* ASSIGNMENT *
Show each line of the data below in which "background" occurs.

= = =

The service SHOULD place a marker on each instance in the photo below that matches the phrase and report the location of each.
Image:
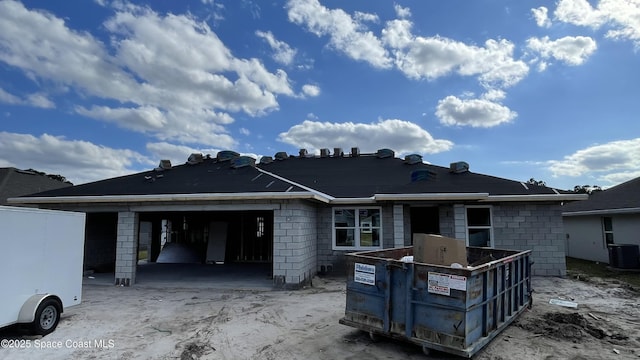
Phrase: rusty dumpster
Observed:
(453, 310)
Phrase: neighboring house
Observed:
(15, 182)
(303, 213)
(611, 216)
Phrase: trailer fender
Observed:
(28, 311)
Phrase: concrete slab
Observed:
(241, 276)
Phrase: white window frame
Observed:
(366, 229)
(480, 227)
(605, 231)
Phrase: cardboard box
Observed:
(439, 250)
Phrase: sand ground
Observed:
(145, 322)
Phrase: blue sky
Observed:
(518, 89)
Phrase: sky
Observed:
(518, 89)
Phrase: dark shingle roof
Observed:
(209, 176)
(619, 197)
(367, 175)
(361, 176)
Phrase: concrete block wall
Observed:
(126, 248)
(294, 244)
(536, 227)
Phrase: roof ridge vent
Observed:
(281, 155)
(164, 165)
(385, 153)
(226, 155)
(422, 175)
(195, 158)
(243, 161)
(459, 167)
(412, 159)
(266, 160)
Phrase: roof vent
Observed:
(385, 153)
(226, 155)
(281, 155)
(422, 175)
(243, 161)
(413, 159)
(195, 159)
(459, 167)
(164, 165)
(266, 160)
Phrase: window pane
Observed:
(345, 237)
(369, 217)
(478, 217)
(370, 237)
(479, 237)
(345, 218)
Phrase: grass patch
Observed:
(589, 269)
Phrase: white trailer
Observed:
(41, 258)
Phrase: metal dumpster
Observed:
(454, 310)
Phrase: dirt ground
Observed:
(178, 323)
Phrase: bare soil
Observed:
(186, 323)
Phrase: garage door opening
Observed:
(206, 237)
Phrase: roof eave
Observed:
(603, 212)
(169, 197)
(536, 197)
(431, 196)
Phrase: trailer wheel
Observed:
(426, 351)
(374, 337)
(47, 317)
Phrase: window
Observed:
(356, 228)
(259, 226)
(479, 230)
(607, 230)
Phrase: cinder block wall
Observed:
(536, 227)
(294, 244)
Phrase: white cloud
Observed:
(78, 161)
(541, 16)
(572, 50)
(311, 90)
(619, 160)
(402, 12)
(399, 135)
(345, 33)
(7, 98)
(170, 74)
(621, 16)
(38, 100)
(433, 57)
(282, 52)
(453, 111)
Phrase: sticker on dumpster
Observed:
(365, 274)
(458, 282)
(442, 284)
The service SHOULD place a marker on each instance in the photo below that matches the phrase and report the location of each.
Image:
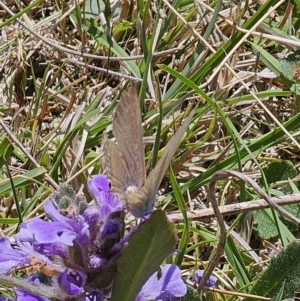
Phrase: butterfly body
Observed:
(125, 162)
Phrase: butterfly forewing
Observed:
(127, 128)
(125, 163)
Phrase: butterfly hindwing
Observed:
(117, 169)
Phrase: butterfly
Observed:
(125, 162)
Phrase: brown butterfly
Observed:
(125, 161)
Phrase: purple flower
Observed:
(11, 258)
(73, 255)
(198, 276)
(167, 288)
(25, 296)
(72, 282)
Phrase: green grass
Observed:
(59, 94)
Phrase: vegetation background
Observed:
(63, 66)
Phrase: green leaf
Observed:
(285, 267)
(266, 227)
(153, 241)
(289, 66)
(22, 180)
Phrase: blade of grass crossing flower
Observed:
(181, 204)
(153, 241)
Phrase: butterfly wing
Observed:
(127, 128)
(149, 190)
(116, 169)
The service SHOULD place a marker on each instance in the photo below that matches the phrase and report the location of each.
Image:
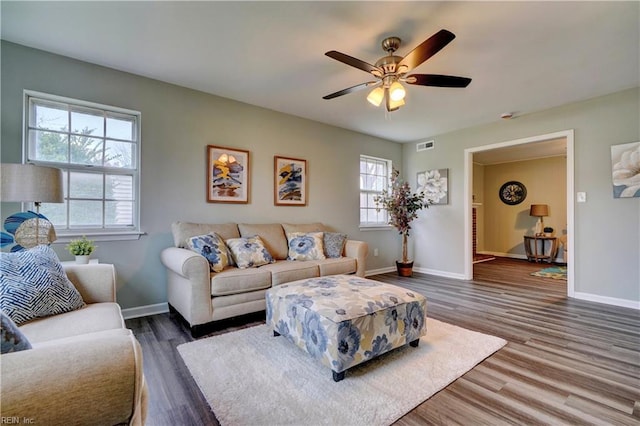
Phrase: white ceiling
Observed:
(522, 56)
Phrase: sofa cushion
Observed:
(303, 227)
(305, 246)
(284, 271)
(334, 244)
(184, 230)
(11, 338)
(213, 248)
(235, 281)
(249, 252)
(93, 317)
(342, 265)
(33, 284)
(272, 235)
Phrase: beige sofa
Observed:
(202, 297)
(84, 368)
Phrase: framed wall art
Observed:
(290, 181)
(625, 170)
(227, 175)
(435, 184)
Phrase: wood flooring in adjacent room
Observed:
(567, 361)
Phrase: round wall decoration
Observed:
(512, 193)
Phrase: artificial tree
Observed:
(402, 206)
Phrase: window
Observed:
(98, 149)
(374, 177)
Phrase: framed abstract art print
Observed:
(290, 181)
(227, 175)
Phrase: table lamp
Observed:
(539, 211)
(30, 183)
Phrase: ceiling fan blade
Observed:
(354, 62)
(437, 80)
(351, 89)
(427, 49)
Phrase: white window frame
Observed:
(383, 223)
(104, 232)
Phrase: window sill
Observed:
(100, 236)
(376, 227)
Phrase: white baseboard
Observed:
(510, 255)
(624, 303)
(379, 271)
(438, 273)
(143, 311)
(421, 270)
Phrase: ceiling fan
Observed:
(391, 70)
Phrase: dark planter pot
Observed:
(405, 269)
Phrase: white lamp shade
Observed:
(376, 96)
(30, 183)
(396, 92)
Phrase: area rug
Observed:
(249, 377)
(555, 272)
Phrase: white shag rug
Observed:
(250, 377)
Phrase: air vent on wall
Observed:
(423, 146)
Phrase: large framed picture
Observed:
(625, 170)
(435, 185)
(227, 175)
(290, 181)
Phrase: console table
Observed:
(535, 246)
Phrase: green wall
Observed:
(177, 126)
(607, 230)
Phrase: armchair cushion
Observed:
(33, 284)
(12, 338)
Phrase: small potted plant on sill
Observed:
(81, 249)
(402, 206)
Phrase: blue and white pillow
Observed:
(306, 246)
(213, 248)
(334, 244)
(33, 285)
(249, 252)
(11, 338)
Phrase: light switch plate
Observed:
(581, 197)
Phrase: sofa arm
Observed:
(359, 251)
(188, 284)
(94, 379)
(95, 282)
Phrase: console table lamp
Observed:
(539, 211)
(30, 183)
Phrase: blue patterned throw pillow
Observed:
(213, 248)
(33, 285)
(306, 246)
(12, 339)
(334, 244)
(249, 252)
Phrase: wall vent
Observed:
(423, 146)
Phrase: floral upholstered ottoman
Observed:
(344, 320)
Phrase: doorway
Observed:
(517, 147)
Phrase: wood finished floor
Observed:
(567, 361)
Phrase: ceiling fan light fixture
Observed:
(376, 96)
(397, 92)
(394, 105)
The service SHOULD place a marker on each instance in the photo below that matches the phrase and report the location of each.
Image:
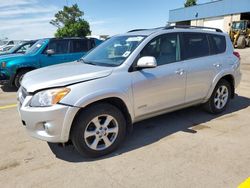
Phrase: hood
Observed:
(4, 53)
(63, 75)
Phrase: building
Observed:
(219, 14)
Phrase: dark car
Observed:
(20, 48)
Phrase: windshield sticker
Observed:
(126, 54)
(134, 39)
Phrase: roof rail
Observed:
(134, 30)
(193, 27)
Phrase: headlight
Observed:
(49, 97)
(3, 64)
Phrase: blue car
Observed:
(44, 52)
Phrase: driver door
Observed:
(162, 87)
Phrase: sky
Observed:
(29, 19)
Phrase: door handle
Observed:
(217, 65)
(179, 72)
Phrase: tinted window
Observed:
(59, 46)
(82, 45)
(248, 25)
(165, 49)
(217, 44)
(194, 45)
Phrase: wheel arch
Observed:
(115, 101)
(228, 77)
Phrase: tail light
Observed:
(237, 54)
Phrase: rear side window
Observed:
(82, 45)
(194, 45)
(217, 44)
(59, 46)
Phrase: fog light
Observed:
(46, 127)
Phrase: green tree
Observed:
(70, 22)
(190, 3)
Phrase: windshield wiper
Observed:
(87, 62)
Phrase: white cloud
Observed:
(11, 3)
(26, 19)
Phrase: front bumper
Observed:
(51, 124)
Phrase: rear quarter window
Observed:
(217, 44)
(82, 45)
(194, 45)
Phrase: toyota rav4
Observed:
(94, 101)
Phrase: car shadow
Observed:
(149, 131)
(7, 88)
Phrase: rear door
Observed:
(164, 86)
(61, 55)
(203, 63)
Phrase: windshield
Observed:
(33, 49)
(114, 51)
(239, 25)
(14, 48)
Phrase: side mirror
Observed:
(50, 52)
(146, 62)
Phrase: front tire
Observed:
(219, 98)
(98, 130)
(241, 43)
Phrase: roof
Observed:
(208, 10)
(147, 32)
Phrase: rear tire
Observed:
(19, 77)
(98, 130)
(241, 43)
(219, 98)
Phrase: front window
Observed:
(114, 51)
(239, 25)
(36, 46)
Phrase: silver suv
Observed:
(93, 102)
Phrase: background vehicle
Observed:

= = =

* EXERCISE OUTPUT *
Phrase: vegetation background
Phrase: background vehicle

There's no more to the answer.